### [НАД ЧЕМ РАБОТАТЬ]
A - Перепишите дословно часть фрагмента о стихотворении Мандельштама, которая открывается словами «Осип Мандельштам. Философия» и завершается словами «в тумане осязать.».
B - С чем сравнивается «Божье имя» в стихотворении, которое разбирается во фрагменте о Мандельштаме?

### [ПРЕДОСТАВЛЕННЫЙ ФРАГМЕНТ]

__________________________________________________

Осип Мандельштам. Философия слова и поэтическая семантика - страница 8

Шрифт
Интервал

стр.

Тему Слова в сопряжении с Божественными эманациями Мандельштам развивает в стихотворении «Образ твой, мучительный и зыбкий…» (1912).

Образ твой мучительный и зыбкий,
Я не мог в тумане осязать.
«Господи!» – сказал я по ошибке,
Сам того не думая сказать.
Божье имя, как большая птица,
Вылетело из моей груди!
Впереди густой туман клубится,
И пустая клетка позади…
(1, 78)

Имя Бога ассоциируется с его проявленной ипостасью. Образ, не выраженный в слове, погружен в бесформенную стихию («туман»), лишен плоти, недоступен чувственному восприятию («не мог… осязать»).

Речь в нем идет об образном воплощении мира, который остается неугаданным, «зыбким», неосязаемым, пока он не облечен названием. Человеку явленно то, что именовано, остальное погружено в «туман», в статусе бесплотного феномена, которое, по выражению С. Городецкого, «застряло между бытием и небытием». Если в первых двух строчках первой строфы речь идет о явлении без имени, то в последних двух – об имени без явления (ср.: ««Господи!» – сказал я по ошибке,/ Сам того не думая сказать»).

Следует особо подчеркнуть, что образ «мучительный и зыбкий» и восклицание «Господи!» не коррелируют друг с другом, что подчеркивается написанием слова твой со строчной буквы и ошибочностью обмолвки, которая придает обращению к Богу чуть ли не «междометную» форму. Однако слово человеческой речи (не всякое, а слово христианского искусства) есть, по Мандельштаму, подражание Слову-Логосу, подражание особого рода – мистериальное. Забегая вперед, отметим, что с подобными воззрениями на слово связано мандельштамовское определение христианского искусства как подражания Христу.

Исходя из христианской доктрины инкарнации (воплощения Слова), поэт усматривает в произнесении, озвучивании слова такое же чудо, как в том, что Бог стал плотью. Отсюда имя Бога ассоциируется с его проявленной ипостасью. Причем из текста не следует, что «образ твой» относится именно к Богу (скорее, к возлюбленной: иначе непонятно, почему Его имя лирический герой произносит «по ошибке»). Акцент сделан на другом: образ, не выраженный в слове, погружен в бесформенную стихию («туман»), лишен плоти, недоступен чувственному восприятию («не мог… осязать»). Тем не менее, «Божье имя», произнесенное случайно, как бы обретает самостоятельное существование, ибо дается в его осязаемости, одушевленности, что подчеркнуто сравнением с «большой птицей». Отметим, что это сравнение (сло́ва с птицей, в частности, с ласточкой) повторится в «летейских» стихах Мандельштама, но там эта ассоциация будет нести в себе значение смыслового ускользания. Здесь эта смысловая коннотация также имплицитно присутствует, о чем свидетельствует образ «пустой клетки» в финале стихотворения.

__________________________________________________

### [ПРЕДОСТАВЛЕННЫЕ ДАННЫЕ]
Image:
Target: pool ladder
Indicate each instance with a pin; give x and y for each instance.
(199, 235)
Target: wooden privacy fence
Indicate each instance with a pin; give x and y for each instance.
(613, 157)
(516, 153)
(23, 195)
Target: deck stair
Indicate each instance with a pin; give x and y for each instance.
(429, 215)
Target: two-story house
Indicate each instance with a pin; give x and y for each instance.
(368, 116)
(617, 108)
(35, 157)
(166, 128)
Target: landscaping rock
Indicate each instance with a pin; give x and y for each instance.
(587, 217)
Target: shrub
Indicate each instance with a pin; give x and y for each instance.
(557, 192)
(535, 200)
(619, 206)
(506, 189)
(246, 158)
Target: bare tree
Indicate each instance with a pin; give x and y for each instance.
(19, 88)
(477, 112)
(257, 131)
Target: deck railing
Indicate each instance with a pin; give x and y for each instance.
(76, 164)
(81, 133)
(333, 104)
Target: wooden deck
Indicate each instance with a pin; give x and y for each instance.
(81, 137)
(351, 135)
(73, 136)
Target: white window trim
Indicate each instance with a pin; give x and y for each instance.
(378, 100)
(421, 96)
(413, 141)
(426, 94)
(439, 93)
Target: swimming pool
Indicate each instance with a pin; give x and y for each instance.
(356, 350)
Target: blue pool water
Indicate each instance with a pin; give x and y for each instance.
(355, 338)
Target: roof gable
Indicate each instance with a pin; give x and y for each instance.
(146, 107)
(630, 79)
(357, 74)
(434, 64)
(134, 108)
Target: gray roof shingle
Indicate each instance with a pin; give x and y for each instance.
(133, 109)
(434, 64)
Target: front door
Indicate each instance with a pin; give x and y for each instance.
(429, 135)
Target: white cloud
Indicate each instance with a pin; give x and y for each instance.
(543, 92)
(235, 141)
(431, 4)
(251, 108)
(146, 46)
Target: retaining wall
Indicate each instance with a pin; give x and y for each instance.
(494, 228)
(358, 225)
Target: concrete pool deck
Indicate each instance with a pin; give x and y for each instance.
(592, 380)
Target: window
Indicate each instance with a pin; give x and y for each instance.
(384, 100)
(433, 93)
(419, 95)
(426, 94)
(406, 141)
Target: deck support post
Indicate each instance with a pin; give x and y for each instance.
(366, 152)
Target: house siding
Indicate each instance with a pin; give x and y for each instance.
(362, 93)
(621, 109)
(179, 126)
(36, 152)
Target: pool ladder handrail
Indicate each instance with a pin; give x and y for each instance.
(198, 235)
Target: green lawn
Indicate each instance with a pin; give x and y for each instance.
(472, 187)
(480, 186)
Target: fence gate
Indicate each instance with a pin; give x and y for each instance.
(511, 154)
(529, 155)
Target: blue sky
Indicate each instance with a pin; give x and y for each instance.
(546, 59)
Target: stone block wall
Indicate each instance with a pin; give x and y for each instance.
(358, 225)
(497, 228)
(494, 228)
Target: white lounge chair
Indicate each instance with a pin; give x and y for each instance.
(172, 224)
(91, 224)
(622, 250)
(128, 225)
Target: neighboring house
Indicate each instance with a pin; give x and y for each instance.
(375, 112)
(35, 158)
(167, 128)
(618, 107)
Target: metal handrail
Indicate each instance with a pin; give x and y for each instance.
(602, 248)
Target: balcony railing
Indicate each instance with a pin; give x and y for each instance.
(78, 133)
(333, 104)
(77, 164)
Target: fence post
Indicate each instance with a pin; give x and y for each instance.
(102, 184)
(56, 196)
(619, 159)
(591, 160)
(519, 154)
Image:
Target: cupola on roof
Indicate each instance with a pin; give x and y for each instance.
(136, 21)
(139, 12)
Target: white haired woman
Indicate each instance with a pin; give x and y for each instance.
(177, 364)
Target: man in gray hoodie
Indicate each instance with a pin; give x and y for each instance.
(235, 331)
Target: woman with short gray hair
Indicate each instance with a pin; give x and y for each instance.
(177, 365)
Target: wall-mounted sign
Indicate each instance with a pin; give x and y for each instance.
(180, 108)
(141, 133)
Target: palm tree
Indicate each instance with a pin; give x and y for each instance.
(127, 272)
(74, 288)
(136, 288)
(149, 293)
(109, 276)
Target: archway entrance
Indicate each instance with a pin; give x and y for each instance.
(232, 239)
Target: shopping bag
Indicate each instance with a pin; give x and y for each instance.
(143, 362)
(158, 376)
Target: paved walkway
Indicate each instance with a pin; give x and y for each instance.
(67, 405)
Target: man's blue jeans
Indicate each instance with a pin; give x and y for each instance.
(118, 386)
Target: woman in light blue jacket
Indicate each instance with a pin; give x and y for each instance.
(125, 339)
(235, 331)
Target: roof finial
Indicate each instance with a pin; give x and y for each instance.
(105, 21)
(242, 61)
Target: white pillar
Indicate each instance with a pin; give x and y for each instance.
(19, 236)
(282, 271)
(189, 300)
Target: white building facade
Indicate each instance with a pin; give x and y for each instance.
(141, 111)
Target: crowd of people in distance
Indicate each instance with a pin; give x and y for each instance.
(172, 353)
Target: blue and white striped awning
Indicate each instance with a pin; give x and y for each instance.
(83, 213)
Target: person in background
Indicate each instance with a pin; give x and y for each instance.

__________________________________________________

### [ПИСЬМЕННЫЕ ОТВЕТЫ]
A -
Осип Мандельштам. Философия слова и поэтическая семантика - страница 8

Шрифт
Интервал

стр.

Тему Слова в сопряжении с Божественными эманациями Мандельштам развивает в стихотворении «Образ твой, мучительный и зыбкий…» (1912).

Образ твой мучительный и зыбкий,
Я не мог в тумане осязать.

B - С большой птицей.